Text passage –
▼

Open TheCodeWrangler opened 2 months ago
I am actually hoping to understand how to perform warmup within the triton-inference-server frame work with the LoRa weights
It would be nice for my client code to not need to be aware of the adapter weights and only need to know the indices.
I have been able to get warmup to load within triton-inference-server and initialize my weights BUT due to the degraded performance of my model outputs I am suspicious I have an issue with the LoRa weights after conversion
I have performed the conversion of my lora weights using the hf_lora_convert.py
script.
I also am saving out with "npy=False" https://github.com/NVIDIA/TensorRT-LLM/blob/main/examples/hf_lora_convert.py#L41 To get a binary file which I am using for warmup on my lora weights
I have tried both the "model.lora_weights.bin" and the "model.lora_weights.npy" files as input to my warmup. I am using bfloat16 weights so I also had to update the datatype of the lora_weights input to the model.
The model gets through warmup and I am able to call it in inference now by only passing the lora_task_id
but I am concerned my adapter weights are not being set correctly (concerned about datatype conversions).
I would appreciate any guidance
My warmup config for the tensorrt_llm
model in triton is as follows
...
model_warmup [
{
name: "lora_0_warmup"
batch_size: 1
inputs: {
key: "input_ids"
value: {
data_type: TYPE_INT32
dims: [ 4 ]
input_data_file: "raw_input_ids"
}
}
inputs: {
key: "input_lengths"
value: {
data_type: TYPE_INT32
dims: [ 1 ]
input_data_file: "raw_input_lengths"
}
}
inputs: {
key: "request_output_len"
value: {
data_type: TYPE_UINT32
dims: [ 1 ]
input_data_file: "raw_request_output_len"
}
}
inputs: {
key: "beam_width"
value: {
data_type: TYPE_UINT32
dims: [ 1 ]
input_data_file: "raw_beam_width"
}
}
inputs: {
key: "lora_task_id"

▲

Work order 1 – In the Triton warmup post, which script did the writer use to convert the LoRA weights?
Work order 2 – Write the next part of the Triton warmup post, starting right after its last line.
The lines after this point are separate material with no connection to the Triton warmup post.

(Records from a collection)
▼

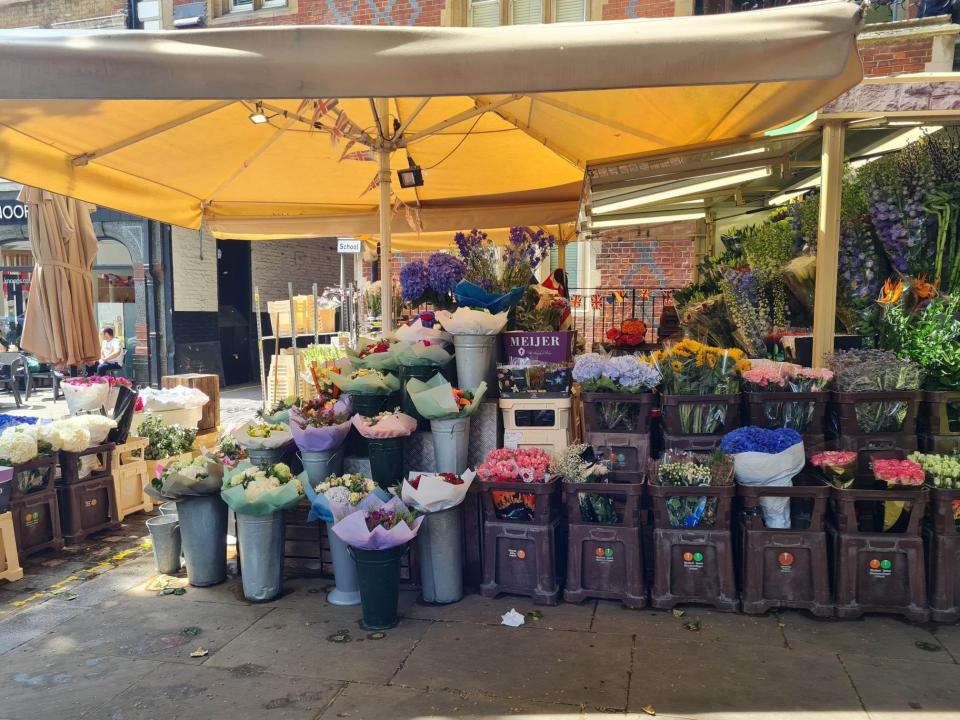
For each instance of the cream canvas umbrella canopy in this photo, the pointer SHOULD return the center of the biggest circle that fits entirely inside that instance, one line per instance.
(59, 327)
(297, 131)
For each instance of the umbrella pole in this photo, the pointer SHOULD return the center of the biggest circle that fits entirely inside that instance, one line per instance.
(386, 286)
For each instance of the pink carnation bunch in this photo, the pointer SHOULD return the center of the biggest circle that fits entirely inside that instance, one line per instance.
(898, 473)
(524, 465)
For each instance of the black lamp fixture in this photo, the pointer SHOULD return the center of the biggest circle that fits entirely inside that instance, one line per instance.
(412, 176)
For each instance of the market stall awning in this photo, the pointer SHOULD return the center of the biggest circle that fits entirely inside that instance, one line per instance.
(272, 132)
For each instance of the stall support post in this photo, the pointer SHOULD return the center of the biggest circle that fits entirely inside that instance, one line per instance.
(828, 242)
(386, 216)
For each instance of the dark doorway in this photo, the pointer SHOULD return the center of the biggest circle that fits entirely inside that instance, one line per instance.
(235, 295)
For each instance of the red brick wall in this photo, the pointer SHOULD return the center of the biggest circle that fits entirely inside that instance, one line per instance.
(622, 9)
(903, 56)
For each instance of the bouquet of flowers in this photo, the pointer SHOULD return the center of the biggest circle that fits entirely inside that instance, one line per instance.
(424, 326)
(838, 467)
(622, 375)
(577, 464)
(871, 371)
(385, 425)
(437, 399)
(183, 478)
(321, 424)
(527, 465)
(471, 321)
(681, 469)
(374, 355)
(339, 495)
(631, 333)
(260, 491)
(435, 492)
(422, 353)
(365, 382)
(691, 368)
(767, 457)
(260, 435)
(379, 525)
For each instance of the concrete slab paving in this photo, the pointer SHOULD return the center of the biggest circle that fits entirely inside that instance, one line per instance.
(723, 681)
(295, 642)
(160, 628)
(876, 636)
(187, 693)
(40, 686)
(477, 609)
(540, 665)
(370, 702)
(898, 689)
(715, 627)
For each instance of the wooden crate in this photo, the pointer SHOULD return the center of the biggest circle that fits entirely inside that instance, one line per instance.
(10, 569)
(207, 384)
(130, 477)
(279, 311)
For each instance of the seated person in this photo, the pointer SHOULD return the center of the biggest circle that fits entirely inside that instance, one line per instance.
(111, 352)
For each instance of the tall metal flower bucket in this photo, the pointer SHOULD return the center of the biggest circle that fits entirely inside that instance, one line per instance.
(379, 574)
(261, 539)
(319, 465)
(165, 538)
(203, 531)
(347, 590)
(440, 548)
(451, 444)
(476, 357)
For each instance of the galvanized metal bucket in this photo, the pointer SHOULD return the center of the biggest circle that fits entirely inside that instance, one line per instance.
(261, 539)
(203, 530)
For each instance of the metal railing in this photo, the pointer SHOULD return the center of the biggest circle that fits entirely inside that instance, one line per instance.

▲

Answer space 1 – hf_lora_convert.py

Answer space 2 –
value: {
data_type: TYPE_UINT64
dims: [ 1 ]
input_data_file: "raw_lora_task_id_0"
}
}
inputs: {
key: "lora_weights"
value: {
data_type: TYPE_BF16
dims: [ 224, 589824]
input_data_file: "model.lora_weights.bin"
}
}
inputs: {
key: "lora_config"
value: {
data_type: TYPE_INT32
dims: [ 224, 3 ]
input_data_file: "model.lora_config.npy"
}
}
}
]
To perform inference with a specific LoRA for the first time, lora_task_id, lora_weights, and lora_config must all be given. The LoRA will be cached, so that subsequent requests for the same task only require lora_task_id. If the cache is full, the oldest LoRA will be evicted to make space for new ones. An error is returned if lora_task_id is not cached.
As for the performance degradation you mentioned, I wonder if the result is correct? How much has the performance decreased?
Thanks.
I was able to resolve this.. degradation was caused by alpha scaling not being applied by the provided conversation scripts (now resolved in a PR)
I was able to get a warmup file by using the conversion script (hf_lora_convert.py) but saving out the .bin instead of the default .npy format.
Is warmup supported for the
tensorrtllm_backend
? If so it would be nice to have an example of how to upload LoRa adapters as a warmup step.